- [Description of the task]: With the pictures left out, write every entry down exactly.
--------------------------------------------------
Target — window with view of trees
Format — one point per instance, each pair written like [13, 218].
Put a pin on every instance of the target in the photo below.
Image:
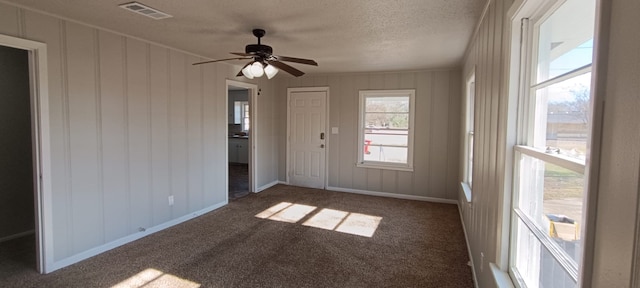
[386, 129]
[549, 165]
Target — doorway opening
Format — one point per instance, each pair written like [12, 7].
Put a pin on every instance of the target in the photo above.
[25, 179]
[241, 132]
[306, 133]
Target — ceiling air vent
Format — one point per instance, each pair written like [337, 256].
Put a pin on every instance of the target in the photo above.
[145, 10]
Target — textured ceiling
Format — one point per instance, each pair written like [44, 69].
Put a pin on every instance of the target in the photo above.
[341, 35]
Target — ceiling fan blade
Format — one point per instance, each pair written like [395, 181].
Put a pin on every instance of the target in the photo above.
[212, 61]
[286, 68]
[242, 54]
[296, 60]
[240, 73]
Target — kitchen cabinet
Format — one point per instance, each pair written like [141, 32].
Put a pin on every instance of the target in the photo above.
[239, 150]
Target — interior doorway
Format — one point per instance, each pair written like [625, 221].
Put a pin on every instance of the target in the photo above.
[24, 169]
[307, 139]
[241, 134]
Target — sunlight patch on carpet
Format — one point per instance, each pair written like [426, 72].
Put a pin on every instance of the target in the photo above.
[286, 212]
[150, 278]
[360, 224]
[327, 219]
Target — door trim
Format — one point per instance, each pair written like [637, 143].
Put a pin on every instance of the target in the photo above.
[40, 131]
[327, 128]
[253, 134]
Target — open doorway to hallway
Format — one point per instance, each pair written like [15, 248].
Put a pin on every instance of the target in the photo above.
[17, 208]
[239, 122]
[241, 101]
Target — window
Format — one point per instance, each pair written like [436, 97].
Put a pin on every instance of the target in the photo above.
[386, 129]
[469, 110]
[553, 128]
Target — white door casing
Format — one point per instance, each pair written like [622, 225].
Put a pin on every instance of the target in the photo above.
[307, 115]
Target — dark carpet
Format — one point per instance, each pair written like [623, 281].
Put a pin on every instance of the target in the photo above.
[416, 244]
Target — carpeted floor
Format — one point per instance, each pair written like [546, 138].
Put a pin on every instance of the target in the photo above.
[416, 244]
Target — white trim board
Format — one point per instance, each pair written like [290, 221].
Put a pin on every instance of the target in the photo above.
[17, 235]
[128, 239]
[267, 186]
[466, 240]
[393, 195]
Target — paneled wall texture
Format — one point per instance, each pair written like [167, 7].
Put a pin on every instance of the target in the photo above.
[437, 131]
[486, 57]
[131, 123]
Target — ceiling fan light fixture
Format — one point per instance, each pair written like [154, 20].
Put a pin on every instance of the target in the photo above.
[256, 69]
[246, 71]
[270, 71]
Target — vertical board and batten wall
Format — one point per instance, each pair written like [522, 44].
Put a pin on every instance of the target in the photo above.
[616, 207]
[481, 216]
[436, 138]
[131, 123]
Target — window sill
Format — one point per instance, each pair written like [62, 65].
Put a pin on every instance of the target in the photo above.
[501, 278]
[384, 167]
[467, 191]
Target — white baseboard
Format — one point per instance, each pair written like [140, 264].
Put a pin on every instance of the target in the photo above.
[466, 239]
[17, 235]
[127, 239]
[392, 195]
[267, 186]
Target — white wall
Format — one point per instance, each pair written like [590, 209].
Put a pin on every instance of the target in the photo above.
[486, 57]
[131, 123]
[619, 170]
[618, 72]
[437, 124]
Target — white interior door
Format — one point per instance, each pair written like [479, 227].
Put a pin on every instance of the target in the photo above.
[307, 138]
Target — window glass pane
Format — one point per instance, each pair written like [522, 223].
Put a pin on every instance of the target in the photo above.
[387, 120]
[562, 117]
[386, 154]
[552, 197]
[566, 39]
[400, 139]
[535, 263]
[387, 104]
[470, 162]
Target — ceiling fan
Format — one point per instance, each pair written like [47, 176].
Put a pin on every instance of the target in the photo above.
[263, 61]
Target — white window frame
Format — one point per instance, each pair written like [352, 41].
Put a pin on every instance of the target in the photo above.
[467, 181]
[364, 94]
[524, 137]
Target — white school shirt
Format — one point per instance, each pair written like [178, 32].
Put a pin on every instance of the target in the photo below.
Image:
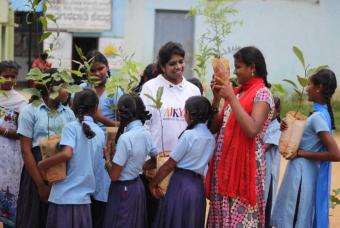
[172, 110]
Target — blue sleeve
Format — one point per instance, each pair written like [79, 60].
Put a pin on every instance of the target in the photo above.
[319, 123]
[273, 134]
[122, 152]
[181, 148]
[152, 147]
[26, 122]
[68, 136]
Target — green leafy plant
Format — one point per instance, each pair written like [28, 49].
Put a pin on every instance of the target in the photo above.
[335, 198]
[44, 19]
[277, 89]
[126, 78]
[299, 89]
[41, 78]
[216, 13]
[157, 104]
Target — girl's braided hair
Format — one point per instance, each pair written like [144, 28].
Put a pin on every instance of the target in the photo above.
[326, 78]
[199, 109]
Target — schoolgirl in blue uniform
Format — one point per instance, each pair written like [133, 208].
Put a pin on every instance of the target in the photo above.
[105, 117]
[69, 201]
[184, 202]
[303, 199]
[273, 157]
[126, 203]
[36, 122]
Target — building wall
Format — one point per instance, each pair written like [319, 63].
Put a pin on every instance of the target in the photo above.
[273, 26]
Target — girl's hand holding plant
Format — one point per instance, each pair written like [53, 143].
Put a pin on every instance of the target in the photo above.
[44, 191]
[109, 150]
[156, 191]
[283, 125]
[42, 171]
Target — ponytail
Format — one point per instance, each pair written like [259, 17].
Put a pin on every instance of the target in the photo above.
[330, 110]
[200, 111]
[191, 125]
[327, 79]
[127, 112]
[86, 128]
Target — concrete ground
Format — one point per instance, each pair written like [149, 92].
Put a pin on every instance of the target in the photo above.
[335, 213]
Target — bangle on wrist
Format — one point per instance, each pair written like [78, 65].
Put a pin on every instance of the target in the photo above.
[5, 132]
[214, 110]
[108, 165]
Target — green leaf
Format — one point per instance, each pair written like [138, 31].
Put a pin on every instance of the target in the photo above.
[159, 93]
[299, 55]
[79, 51]
[52, 17]
[279, 88]
[43, 22]
[54, 95]
[32, 91]
[321, 67]
[290, 82]
[298, 92]
[44, 5]
[66, 77]
[72, 88]
[151, 98]
[303, 81]
[35, 3]
[77, 73]
[36, 103]
[44, 36]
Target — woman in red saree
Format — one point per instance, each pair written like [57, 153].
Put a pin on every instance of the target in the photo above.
[235, 179]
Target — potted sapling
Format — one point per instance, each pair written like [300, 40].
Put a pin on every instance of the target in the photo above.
[215, 13]
[163, 156]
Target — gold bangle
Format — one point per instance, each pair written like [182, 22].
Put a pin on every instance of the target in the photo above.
[108, 165]
[5, 132]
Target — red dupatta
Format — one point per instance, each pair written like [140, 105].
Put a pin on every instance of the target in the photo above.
[236, 169]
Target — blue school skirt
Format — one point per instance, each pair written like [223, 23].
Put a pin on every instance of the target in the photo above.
[31, 211]
[126, 205]
[69, 215]
[184, 202]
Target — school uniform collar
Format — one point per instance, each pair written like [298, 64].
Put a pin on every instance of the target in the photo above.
[200, 126]
[59, 109]
[88, 119]
[317, 106]
[133, 124]
[170, 85]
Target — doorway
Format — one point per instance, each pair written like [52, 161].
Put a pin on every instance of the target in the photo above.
[175, 26]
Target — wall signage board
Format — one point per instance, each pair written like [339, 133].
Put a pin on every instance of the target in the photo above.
[81, 15]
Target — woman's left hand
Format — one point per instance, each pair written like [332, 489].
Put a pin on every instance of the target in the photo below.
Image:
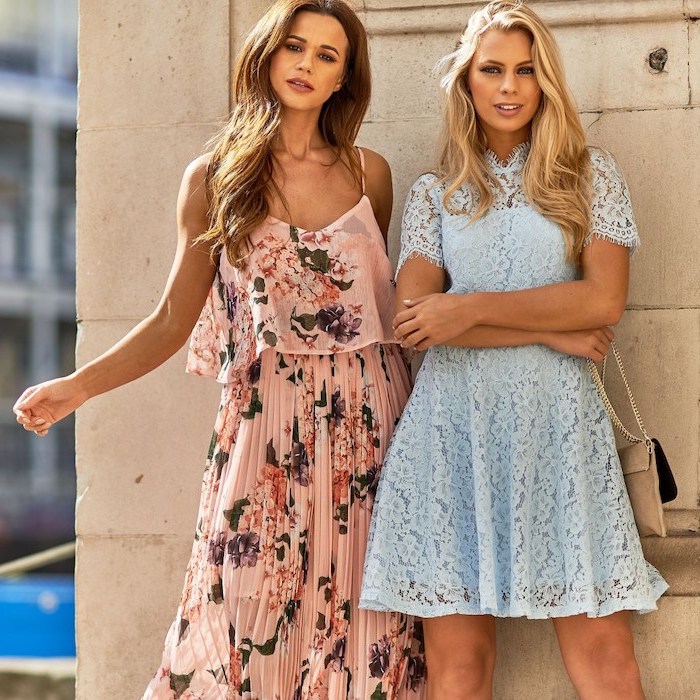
--------------------------------------------------
- [Exercise result]:
Target — window with view of trees
Format — one point per instance, each pair written like [13, 218].
Put a pin on every instance of the target in the photo below.
Image:
[386, 129]
[549, 165]
Target — doorway opening
Format — one point per instance, each pair written like [12, 7].
Put a pin on every instance of the target in the photo above.
[25, 179]
[241, 132]
[306, 133]
Target — ceiling air vent
Format — one point per instance, each pair written like [337, 256].
Put a pin on every instance of the target in the photo above.
[145, 10]
Target — textured ceiling
Format — one point per instance, each pair written like [44, 69].
Put a pin on every instance of the target in the photo above.
[341, 35]
Target — ceiling fan blade
Format — one point per instance, each pair written like [395, 181].
Put a pin on every instance of the target in the photo above.
[212, 61]
[286, 68]
[242, 54]
[296, 60]
[240, 73]
Target — kitchen cabinet
Format — one point per instance, each pair written like [141, 32].
Put a pin on every instance of the target in the photo above.
[239, 150]
Target — interior doorway
Format — one point per instance, each pair written like [625, 221].
Put a pin on every instance of the target in the photo above.
[24, 169]
[307, 139]
[241, 134]
Target — sunlight patch on carpet
Format — one point per instance, each pair written like [426, 72].
Put a pin on every instance of the target in the photo above.
[286, 212]
[150, 278]
[360, 224]
[327, 219]
Target — door trim
Format — one point per instance, each pair written like [637, 143].
Put a pin on every instance of the target in the photo above.
[40, 131]
[327, 128]
[253, 134]
Target — open doorway to hallway
Format — one point per instance, each pair written like [15, 248].
Put a pin on every instance of the target in the photo above.
[17, 208]
[239, 122]
[241, 101]
Target — window
Format — one point per instance, each pair written like [436, 97].
Put a pin on every instance of the target in the photo above.
[386, 129]
[469, 110]
[553, 128]
Target — white door casing
Format — one point per instance, each pair written like [622, 225].
Put a pin on every instance of the target in the photo above.
[307, 115]
Target — dark carpet
Format — one point per instance, each pair written like [623, 281].
Put a pin on every instance of the target in the photo above.
[416, 244]
Target — carpeted floor
Format — one point per instance, each pair written like [546, 138].
Put a pin on every instance of the target in the photo above.
[416, 244]
Target — white trim board
Format — one point per instance, each pair written like [290, 221].
Put a pin on every instance of the target in the photo above.
[17, 235]
[128, 239]
[267, 186]
[466, 240]
[393, 195]
Target — paneled wall texture
Format — one point per instance, each pair written like [167, 7].
Put a pin on every instance of the target in the photo above.
[437, 131]
[486, 57]
[131, 123]
Target — ceiling fan light fixture
Format — one point per instance, each pair written like [154, 20].
Put a pin on every instance of the target in the photo above.
[256, 69]
[246, 71]
[270, 71]
Target — vertical board and batten wall
Format — one point per instance, each pair written like [522, 44].
Put a pin on every instance of the target in the photo above.
[616, 207]
[481, 216]
[436, 138]
[131, 123]
Target — window sill
Format — one point per instance, each pair written like [62, 65].
Put a pin on every instance of the target in the photo above.
[501, 278]
[384, 167]
[467, 191]
Target — white baseboard
Format — one point per instance, each pair written like [140, 264].
Put a pin on every instance of the target in the photo above.
[466, 239]
[17, 235]
[127, 239]
[392, 195]
[267, 186]
Target — white wall
Format — one point per instance, each pair written like [590, 209].
Put a pin on every instance of the target in the photo above.
[486, 57]
[131, 123]
[619, 170]
[618, 72]
[437, 124]
Target — white interior door
Format — one point per instance, each pair written like [479, 227].
Put a pin on every instance of the target in the photo above.
[307, 138]
Target — window glass pane
Format — one point per instance, each pair written like [522, 223].
Put a pin on every instance of the target in the photo above.
[387, 120]
[562, 117]
[386, 154]
[552, 197]
[566, 39]
[400, 139]
[535, 263]
[387, 104]
[470, 162]
Target — ceiling fan
Format — one point per instance, each pair written like [47, 176].
Put a pin on every instance of the target in the photo above.
[263, 61]
Target — white window frame
Format — one point per instance, each pair written like [352, 41].
Put a pin on every instance of the target in the photo above.
[467, 181]
[364, 94]
[524, 137]
Target — white school shirt
Format — one point per instance, each pair written like [178, 32].
Put a pin on every instance of the target in the photo below.
Image:
[172, 110]
Target — blue sleeve
Format — one point per instance, each pair written like [79, 60].
Put a pin on every instance of the target in the photo above.
[319, 123]
[273, 134]
[122, 152]
[181, 148]
[152, 147]
[26, 122]
[68, 136]
Target — green leafy plant
Format — one point per instance, each pair written like [28, 49].
Put a pin on every instance of the target in the photo above.
[335, 198]
[44, 19]
[277, 89]
[126, 78]
[299, 89]
[41, 78]
[216, 13]
[157, 104]
Target — girl's braided hair
Format — one point per instance, each pair written like [144, 28].
Put a pin on every instance of the target in the photo above.
[326, 78]
[199, 109]
Target — schoolgirl in blue uniform
Format — one point per instance, each pair written like [133, 208].
Put a pin on every instance of the target in the photo above.
[105, 117]
[69, 201]
[184, 202]
[303, 199]
[273, 157]
[126, 203]
[36, 122]
Target — building wall
Format — one point per instance, each pair written like [319, 63].
Put a pin on every instance of the target in the photo above.
[273, 26]
Target — girl's hand holding plant
Format — one point per instance, each pair written like [53, 143].
Put a pin on every instance of the target in the photo above.
[44, 191]
[109, 150]
[156, 191]
[283, 125]
[42, 171]
Target — ponytail
Format — one point per instance, each pair written like [259, 17].
Put a pin on every instance of the target in the photo above.
[330, 110]
[200, 111]
[191, 125]
[327, 79]
[127, 112]
[86, 128]
Target — concrete ground
Format — one point per instance, each pair written like [149, 92].
Put a pin on every instance of the target in the photo above.
[335, 213]
Target — bangle on wrist
Format — one point per instance, each pair written like [78, 65].
Put a pin on every instance of the target in the photo above.
[5, 132]
[214, 110]
[108, 165]
Target — green leaf
Format — one point per instance, each pair written like [138, 31].
Put a pin on every instance of the target in the photo above.
[159, 93]
[299, 55]
[79, 51]
[52, 17]
[279, 88]
[43, 22]
[54, 95]
[32, 91]
[321, 67]
[290, 82]
[298, 92]
[44, 5]
[66, 77]
[72, 88]
[151, 98]
[303, 81]
[35, 3]
[77, 73]
[36, 103]
[44, 36]
Target — woman in red saree
Format — one point per instance, each pair written like [57, 153].
Put a pin on every instance of the target in the photo above.
[235, 179]
Target — potted sapling
Format — one point per instance, each pair written like [300, 40].
Put a pin on every instance of the target in the photo above.
[215, 13]
[163, 156]
Target — gold bangle
Format — one point per instance, each pair written like [182, 22].
Put a pin on every instance of the target in the photo above.
[108, 165]
[5, 132]
Target — red dupatta
Format — one point per instance, each pair written like [140, 105].
Put a pin on every instance of the target in the photo above.
[236, 169]
Target — blue school skirt
Format — one point per instance, each pair written like [223, 23].
Put a pin on every instance of the target in the photo above.
[31, 211]
[126, 205]
[69, 215]
[184, 202]
Target — school uniform collar
Format — one point per instance, each pair written like [298, 64].
Put a pin on every instance of the target in the photo above.
[200, 126]
[59, 109]
[88, 119]
[317, 106]
[133, 124]
[170, 85]
Target — doorway
Format — one point per instance, each pair written like [52, 161].
Put a pin on every instance of the target in the photo above.
[175, 26]
Target — wall signage board
Format — one point per instance, each pair written like [339, 133].
Put a pin on every instance of the target in the photo above.
[81, 15]
Target — woman's left hand
Format — one point per instance, each pair written like [332, 489].
Put a pin on every instance of the target in the photo below.
Image:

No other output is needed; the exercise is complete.